[START OF Data in this exercise]

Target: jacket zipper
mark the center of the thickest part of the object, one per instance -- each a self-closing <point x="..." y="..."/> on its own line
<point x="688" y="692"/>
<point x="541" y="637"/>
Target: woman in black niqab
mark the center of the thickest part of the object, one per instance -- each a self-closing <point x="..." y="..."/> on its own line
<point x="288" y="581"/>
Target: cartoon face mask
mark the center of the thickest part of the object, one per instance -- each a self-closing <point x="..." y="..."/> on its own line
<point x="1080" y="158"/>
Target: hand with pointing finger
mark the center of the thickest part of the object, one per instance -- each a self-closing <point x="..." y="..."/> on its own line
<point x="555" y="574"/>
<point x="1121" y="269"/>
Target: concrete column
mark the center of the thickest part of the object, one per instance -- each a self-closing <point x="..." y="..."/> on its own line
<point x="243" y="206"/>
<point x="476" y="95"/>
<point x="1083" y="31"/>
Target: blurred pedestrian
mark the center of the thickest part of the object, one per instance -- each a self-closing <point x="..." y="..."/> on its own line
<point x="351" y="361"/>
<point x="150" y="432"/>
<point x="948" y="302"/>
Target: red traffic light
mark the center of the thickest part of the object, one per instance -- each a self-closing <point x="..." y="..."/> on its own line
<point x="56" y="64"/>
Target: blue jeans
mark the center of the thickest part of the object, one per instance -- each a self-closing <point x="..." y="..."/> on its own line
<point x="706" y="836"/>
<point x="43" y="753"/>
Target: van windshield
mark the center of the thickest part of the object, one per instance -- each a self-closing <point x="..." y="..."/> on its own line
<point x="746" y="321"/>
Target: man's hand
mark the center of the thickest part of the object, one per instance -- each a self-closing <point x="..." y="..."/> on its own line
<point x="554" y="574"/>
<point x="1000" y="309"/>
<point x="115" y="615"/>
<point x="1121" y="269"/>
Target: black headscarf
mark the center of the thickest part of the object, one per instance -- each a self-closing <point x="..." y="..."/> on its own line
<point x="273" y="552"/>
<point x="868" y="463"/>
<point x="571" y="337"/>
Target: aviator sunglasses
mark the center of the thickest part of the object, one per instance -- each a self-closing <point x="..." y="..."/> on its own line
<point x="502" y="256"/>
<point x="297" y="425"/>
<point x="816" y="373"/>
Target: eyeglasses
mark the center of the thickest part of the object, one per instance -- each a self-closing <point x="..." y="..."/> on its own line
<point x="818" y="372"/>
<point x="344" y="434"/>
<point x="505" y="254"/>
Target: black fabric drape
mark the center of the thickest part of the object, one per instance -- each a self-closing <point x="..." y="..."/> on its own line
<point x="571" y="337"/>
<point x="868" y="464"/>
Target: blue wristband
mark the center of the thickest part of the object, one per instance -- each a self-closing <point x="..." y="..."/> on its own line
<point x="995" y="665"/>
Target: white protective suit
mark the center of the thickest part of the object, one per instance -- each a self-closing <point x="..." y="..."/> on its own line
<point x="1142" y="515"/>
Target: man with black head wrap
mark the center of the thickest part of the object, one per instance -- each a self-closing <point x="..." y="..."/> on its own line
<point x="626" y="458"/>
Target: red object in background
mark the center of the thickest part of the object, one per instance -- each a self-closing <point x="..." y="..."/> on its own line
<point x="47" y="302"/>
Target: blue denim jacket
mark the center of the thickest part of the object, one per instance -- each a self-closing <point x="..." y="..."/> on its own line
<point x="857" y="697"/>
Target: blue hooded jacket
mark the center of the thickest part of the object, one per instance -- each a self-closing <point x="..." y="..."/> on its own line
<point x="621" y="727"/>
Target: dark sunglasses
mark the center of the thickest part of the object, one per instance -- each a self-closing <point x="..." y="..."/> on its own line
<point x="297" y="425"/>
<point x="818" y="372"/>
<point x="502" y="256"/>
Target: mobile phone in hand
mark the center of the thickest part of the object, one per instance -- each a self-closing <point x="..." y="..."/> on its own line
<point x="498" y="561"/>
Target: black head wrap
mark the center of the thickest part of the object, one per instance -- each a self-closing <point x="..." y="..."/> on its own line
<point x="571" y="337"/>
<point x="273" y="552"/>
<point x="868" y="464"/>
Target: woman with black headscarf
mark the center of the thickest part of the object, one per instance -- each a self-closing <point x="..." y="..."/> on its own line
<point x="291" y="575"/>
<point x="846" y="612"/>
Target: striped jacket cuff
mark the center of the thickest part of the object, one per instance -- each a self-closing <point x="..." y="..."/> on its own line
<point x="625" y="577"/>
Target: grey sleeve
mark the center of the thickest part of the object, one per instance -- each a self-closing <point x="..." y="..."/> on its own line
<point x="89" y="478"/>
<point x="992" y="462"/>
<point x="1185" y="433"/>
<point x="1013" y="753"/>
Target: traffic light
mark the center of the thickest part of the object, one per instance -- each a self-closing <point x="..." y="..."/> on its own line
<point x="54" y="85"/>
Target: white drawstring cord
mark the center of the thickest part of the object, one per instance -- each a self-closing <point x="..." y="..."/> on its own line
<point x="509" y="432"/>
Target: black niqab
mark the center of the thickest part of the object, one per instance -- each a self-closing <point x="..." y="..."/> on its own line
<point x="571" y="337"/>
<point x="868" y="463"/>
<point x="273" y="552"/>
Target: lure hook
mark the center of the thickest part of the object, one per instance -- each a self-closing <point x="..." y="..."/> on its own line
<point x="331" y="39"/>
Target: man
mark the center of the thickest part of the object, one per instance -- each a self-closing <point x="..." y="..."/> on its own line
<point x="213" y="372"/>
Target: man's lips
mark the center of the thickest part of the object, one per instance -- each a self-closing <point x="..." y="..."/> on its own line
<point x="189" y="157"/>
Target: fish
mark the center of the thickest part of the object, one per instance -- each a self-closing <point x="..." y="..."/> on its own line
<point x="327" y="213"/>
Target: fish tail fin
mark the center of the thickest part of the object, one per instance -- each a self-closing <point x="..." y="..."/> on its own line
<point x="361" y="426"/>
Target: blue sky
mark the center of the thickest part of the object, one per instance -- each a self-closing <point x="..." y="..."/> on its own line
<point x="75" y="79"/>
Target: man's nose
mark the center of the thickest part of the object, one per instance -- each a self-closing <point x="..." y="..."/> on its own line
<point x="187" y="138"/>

[END OF Data in this exercise]

__Task brief__
Write out the complete set of records exactly as given.

__Result__
Target: jacket zipper
mark the center of the thickest part of the object, one per instance -- each a self-closing <point x="..." y="..."/> on its own line
<point x="688" y="692"/>
<point x="541" y="637"/>
Target: woman in black niqab
mark the center of the thickest part of the object, one per instance -- each a self-closing <point x="..." y="..."/> on its own line
<point x="288" y="581"/>
Target: cartoon face mask
mark the center of the thickest part of the object, one per instance -- each a self-closing <point x="..." y="..."/> on its own line
<point x="1080" y="158"/>
Target: hand with pointing finger
mark the center of the thickest part of the object, one per instance -- each a self-closing <point x="..." y="..."/> on its own line
<point x="555" y="574"/>
<point x="1121" y="269"/>
Target: concrete column
mark the center of the thickest part of the object, one per instance -- each a self-closing <point x="..." y="..."/> on its own line
<point x="243" y="206"/>
<point x="476" y="95"/>
<point x="1083" y="31"/>
Target: blurred pedestrian
mark the center of the thickest part of the object, one per instance -- each a self-closing <point x="..." y="..."/> on its own line
<point x="351" y="361"/>
<point x="150" y="432"/>
<point x="948" y="302"/>
Target: red traffic light
mark the center of the thickest part of the object, one per instance -- each a self-closing <point x="..." y="..."/> on its own line
<point x="56" y="64"/>
Target: blue jeans
mark the center of the thickest part of the object, one per instance -- each a self-closing <point x="..." y="..."/> on its own line
<point x="706" y="836"/>
<point x="43" y="753"/>
Target: van windshield
mark the center of the thickest part of the object, one per instance -- each a self-closing <point x="..." y="..."/> on its own line
<point x="746" y="321"/>
Target: man's hand
mark the center of the thickest part of the object, one per instance -- each a self-closing <point x="..." y="..."/> on its own line
<point x="554" y="574"/>
<point x="1000" y="309"/>
<point x="115" y="615"/>
<point x="1121" y="269"/>
Target: black headscarf
mark the center of the thickest part of the object, one per instance -- each a self-closing <point x="..." y="..."/> on its own line
<point x="273" y="552"/>
<point x="868" y="463"/>
<point x="571" y="337"/>
Target: aviator sunglasses
mark the center of the thickest part of the object, one per instance -- each a self-closing <point x="..." y="..."/> on its own line
<point x="502" y="256"/>
<point x="297" y="425"/>
<point x="816" y="373"/>
Target: eyeglasses
mark the center of the thickest part of the object, one per instance -- each a self-closing <point x="..." y="..."/> on its own line
<point x="818" y="372"/>
<point x="344" y="434"/>
<point x="505" y="254"/>
Target: black fabric drape
mark the center of the thickest part of the object, one per instance -- each a self-closing <point x="..." y="..."/> on its own line
<point x="571" y="337"/>
<point x="868" y="464"/>
Target: blue wristband
mark the center of the thickest part of the object, one per instance -- each a self-closing <point x="..." y="..."/> on its own line
<point x="995" y="665"/>
Target: white protective suit
mark the center of the thickest part of the object, one per instance -- each a self-closing <point x="..." y="..."/> on its own line
<point x="1142" y="515"/>
Target: man with black head wrap
mark the center of the thickest part of the object, one per instance -- each a self-closing <point x="..." y="..."/> on its own line
<point x="626" y="458"/>
Target: red object in background
mark the center of the thickest part of the object, one per instance -- each a self-closing <point x="..." y="..."/> on its own line
<point x="47" y="302"/>
Target: blue denim jacket
mark the center of the thickest part of the object, one per instance -- each a self-closing <point x="..." y="..."/> on its own line
<point x="857" y="697"/>
Target: blue hooded jacket
mark the center of the thickest part of the object, one per instance -- each a self-closing <point x="..." y="..."/> on its own line
<point x="621" y="727"/>
Target: dark sunglasses
mark the center of the thickest part of the object, one per instance -- each a self-closing <point x="..." y="..."/> on its own line
<point x="297" y="425"/>
<point x="818" y="372"/>
<point x="502" y="256"/>
Target: mobile phone in hand
mark the center of the thickest part of the object, one per instance -- each a self-closing <point x="..." y="..."/> on its own line
<point x="498" y="561"/>
Target: black head wrap
mark the center of the thickest part of the object, one per instance -- each a self-closing <point x="..." y="..."/> on its own line
<point x="571" y="337"/>
<point x="273" y="552"/>
<point x="868" y="464"/>
Target: woman with black headscarf
mark the center of the thickest part of the object, one per instance -- each a self-closing <point x="..." y="..."/> on its own line
<point x="291" y="575"/>
<point x="846" y="612"/>
Target: striped jacket cuff
mark the center of the thickest part of the object, one per instance -- each a self-closing <point x="..." y="..."/> on its own line
<point x="625" y="577"/>
Target: grey sleeve
mark the center of the thickest part of the object, one per instance -- each a self-closing <point x="..." y="..."/> on its own line
<point x="89" y="478"/>
<point x="992" y="462"/>
<point x="1185" y="433"/>
<point x="1013" y="753"/>
Target: traffic light
mark the center of the thickest part of the object, one per instance -- each a self-closing <point x="..." y="..."/> on its own line
<point x="54" y="85"/>
Target: white drawstring cord
mark the center of the thickest part of the object, one per instance -- each a self-closing <point x="..." y="..."/> on its own line
<point x="509" y="432"/>
Target: black niqab
mark the center of the thickest part of the object, one per instance -- each a self-closing <point x="..." y="..."/> on its own line
<point x="571" y="337"/>
<point x="868" y="463"/>
<point x="273" y="552"/>
Target: lure hook
mark the center of the thickest part of the object, one per instance -- each a self-closing <point x="..." y="..."/> on its own line
<point x="331" y="39"/>
Target: man
mark the center of the thickest part of the object, one per instance -- each a self-closing <point x="..." y="..."/> on its own line
<point x="213" y="372"/>
Target: man's lips
mark the center of the thickest part of the object, one per instance -- each a self-closing <point x="..." y="..."/> on its own line
<point x="189" y="157"/>
Target: fish
mark the center of the thickest part of the object, one per instance -- each a self-closing <point x="..." y="..."/> on its own line
<point x="327" y="213"/>
Target: fish tail fin
mark the center of the thickest part of the object, one per instance -- each a self-closing <point x="..." y="..."/> on its own line
<point x="361" y="426"/>
Target: blue sky
mark the center of the thickest part of the object, one per instance -- each a self-closing <point x="..." y="..."/> on its own line
<point x="75" y="79"/>
Target: man's nose
mark the center of the thickest part of the object, one per instance -- each a self-closing <point x="..." y="..."/> on its own line
<point x="187" y="138"/>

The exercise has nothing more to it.